=== GIVEN DATA ===
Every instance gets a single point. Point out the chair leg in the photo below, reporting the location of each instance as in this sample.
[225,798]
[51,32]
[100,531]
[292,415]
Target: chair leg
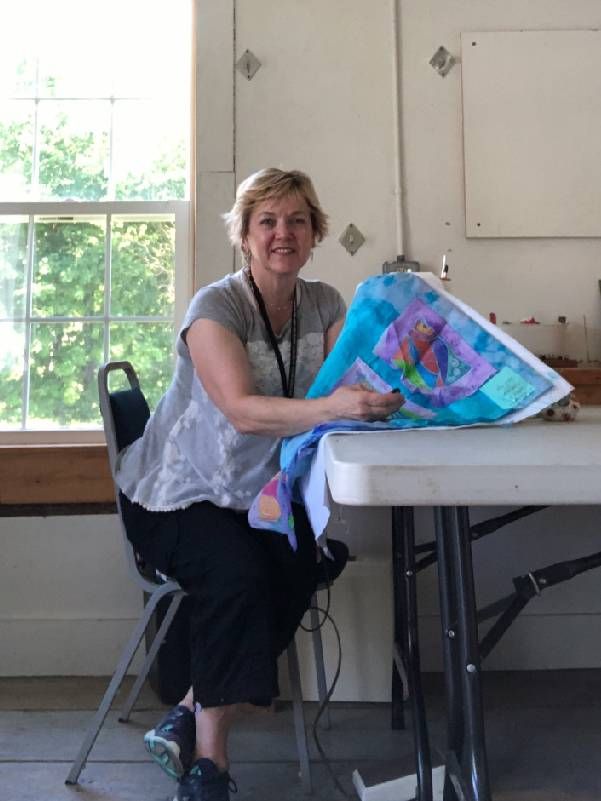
[322,686]
[102,711]
[299,718]
[150,657]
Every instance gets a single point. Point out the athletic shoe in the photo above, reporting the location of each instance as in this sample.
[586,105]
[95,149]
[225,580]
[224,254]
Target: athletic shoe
[171,743]
[205,782]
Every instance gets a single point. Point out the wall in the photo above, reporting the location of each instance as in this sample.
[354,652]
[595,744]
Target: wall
[323,101]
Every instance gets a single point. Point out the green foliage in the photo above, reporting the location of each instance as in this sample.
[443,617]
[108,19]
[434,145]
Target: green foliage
[69,281]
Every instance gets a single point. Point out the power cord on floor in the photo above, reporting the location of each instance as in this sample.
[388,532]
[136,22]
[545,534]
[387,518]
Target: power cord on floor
[326,616]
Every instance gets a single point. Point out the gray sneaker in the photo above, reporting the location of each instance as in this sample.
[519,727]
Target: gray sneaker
[205,782]
[171,743]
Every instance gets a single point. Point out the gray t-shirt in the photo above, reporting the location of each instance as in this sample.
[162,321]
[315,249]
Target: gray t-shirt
[190,451]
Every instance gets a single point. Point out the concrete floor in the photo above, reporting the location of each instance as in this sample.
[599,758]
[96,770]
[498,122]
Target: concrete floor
[543,734]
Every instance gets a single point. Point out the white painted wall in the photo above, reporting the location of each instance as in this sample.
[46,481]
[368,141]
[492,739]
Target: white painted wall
[323,101]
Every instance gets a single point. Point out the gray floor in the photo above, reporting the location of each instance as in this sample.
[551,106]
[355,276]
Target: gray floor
[543,732]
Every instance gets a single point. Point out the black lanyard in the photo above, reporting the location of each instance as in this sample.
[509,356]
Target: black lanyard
[287,380]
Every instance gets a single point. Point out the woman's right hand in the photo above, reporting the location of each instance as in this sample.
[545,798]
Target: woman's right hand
[354,402]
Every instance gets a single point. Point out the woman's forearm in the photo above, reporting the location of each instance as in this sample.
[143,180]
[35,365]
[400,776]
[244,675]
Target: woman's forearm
[278,417]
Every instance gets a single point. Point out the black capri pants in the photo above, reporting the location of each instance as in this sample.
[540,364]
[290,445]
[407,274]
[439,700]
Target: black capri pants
[249,592]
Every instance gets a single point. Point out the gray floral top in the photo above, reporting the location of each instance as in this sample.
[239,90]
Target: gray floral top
[190,451]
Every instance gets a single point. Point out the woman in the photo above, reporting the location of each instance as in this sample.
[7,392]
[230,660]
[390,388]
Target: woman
[250,347]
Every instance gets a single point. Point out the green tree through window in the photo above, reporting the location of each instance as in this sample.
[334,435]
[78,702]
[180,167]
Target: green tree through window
[96,277]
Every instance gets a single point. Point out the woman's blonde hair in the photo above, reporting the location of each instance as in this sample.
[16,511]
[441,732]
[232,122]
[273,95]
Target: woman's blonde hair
[272,183]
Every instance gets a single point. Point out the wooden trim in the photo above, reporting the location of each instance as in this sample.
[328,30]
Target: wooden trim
[55,474]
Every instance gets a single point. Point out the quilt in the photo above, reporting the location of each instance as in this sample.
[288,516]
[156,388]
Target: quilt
[405,331]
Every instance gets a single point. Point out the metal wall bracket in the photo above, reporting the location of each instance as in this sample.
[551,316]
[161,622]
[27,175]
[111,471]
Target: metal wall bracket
[400,265]
[351,239]
[442,61]
[248,64]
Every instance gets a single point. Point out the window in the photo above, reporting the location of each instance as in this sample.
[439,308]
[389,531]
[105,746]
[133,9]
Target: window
[94,202]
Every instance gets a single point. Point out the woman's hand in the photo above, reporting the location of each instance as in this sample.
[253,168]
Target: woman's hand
===
EXERCISE DETAILS: Restate the data above word for word. Skip every picture.

EXERCISE ANSWER:
Every instance gets a single point. Point out the chair leg in the photo below, reporting the location of each instance as in this sample.
[225,798]
[51,32]
[100,531]
[292,415]
Target: chair leg
[322,686]
[102,711]
[299,718]
[150,657]
Every instance gets a single point. Point out the athletic shoe in the photo above, reporting the location of each instance as in this sample.
[586,105]
[95,149]
[225,580]
[224,254]
Target: athletic shoe
[171,743]
[205,782]
Every instance gets a single point. Point out the wall in the photo above, reporting the location of each instance as in this sample.
[354,652]
[595,744]
Target: wall
[323,101]
Every instance gets a single point. Point out the green foliage in the photo above, reporting the location of each instance as in this sample.
[443,617]
[108,19]
[434,145]
Target: green foliage
[69,281]
Every instance gets a single point. Point out the power cord on floor in the photo above, reporting the location of each instance as in this sample.
[388,532]
[136,22]
[545,534]
[387,518]
Target: power cord on floor
[326,616]
Every instance gets a single point. Point out the gray sneaker in the photo above, reporting the location of each instance as in this sample.
[519,727]
Target: gray sneaker
[205,782]
[171,743]
Every instance gets a single point. Point out the gray t-shirt in the photo above, reporting the location of each instance as in this sample.
[162,321]
[315,249]
Target: gray t-shirt
[190,451]
Every instance gets a single point. Point out the concrete floor in the photo above, reporting the location of each instance as in this sample.
[599,758]
[96,770]
[498,122]
Target: concrete floor
[543,734]
Every instance gets a single point. Point out the white painted wall in the photo above, reporting the location of each instance as in this sample.
[46,481]
[368,141]
[492,739]
Target: white painted wall
[323,101]
Every instance gets a single point. Point out the gray floor in the photo above, reporting the location of each instance as in this sample.
[551,106]
[355,276]
Target: gray floor
[543,732]
Every instance gets a single point. Point out the black lanyard in the photo above, reporting the location of each instance as in this sample.
[509,356]
Target: black lanyard
[287,380]
Every instance gets a single point. Point out the woman's right hand in the photo above, reporting the location of each instance as in this sample.
[545,798]
Target: woman's right hand
[354,402]
Every instance gets a single point. Point out the woman's forearm in the photo above, reporting the location of each instance as in this sample.
[143,180]
[35,365]
[400,776]
[244,675]
Target: woman's forearm
[278,417]
Every instance gets a single point. Point out the black capri pants in the photo above, reporting the location of each instance as in this sample.
[540,364]
[290,445]
[407,274]
[439,700]
Target: black capri pants
[249,592]
Every instance gets a single point. Point out the gray floral top in the photo above, reporting the location of each instance as in this sample.
[239,90]
Target: gray floral top
[190,451]
Every instance gets a single point. Point out the woman in the photo above, reporting the location of each instance as in this sample.
[7,392]
[230,660]
[390,388]
Target: woman
[250,347]
Every instance gets a single point. Point out the green tree through window in the photo above, reporting the location of each instance as in this sample.
[334,435]
[78,702]
[180,167]
Target: green tree through window
[96,277]
Every instance gets a single point. Point out the woman's blonde hair in the photo above, reporting the location of each instance as in this sample.
[16,511]
[441,732]
[232,122]
[273,95]
Target: woman's blonde hair
[272,183]
Every instance gets a single point. Point out the wooden trim in the photo above, reporting the location of each instance as in this sample.
[328,30]
Target: wooden trim
[55,474]
Every instance gets a single point. Point out the quilt in the photo above, reporting the location of each instance as in this sample.
[288,516]
[156,388]
Target: quilt
[405,331]
Every instance gets a single point. Point out the metal wall bracket in the photo above, reporting the location of each instance as in this sample.
[551,316]
[161,622]
[27,175]
[111,471]
Target: metal wall bracket
[400,265]
[351,239]
[442,61]
[248,64]
Every instance gets a single point. Point out the window in the photo above, reporting the location of each instance as in this sample.
[439,308]
[389,531]
[105,746]
[133,9]
Target: window
[94,202]
Every instance gets a single point. Point out the woman's hand in the photo above, reporting the location of each instance as in this sample.
[253,168]
Target: woman's hand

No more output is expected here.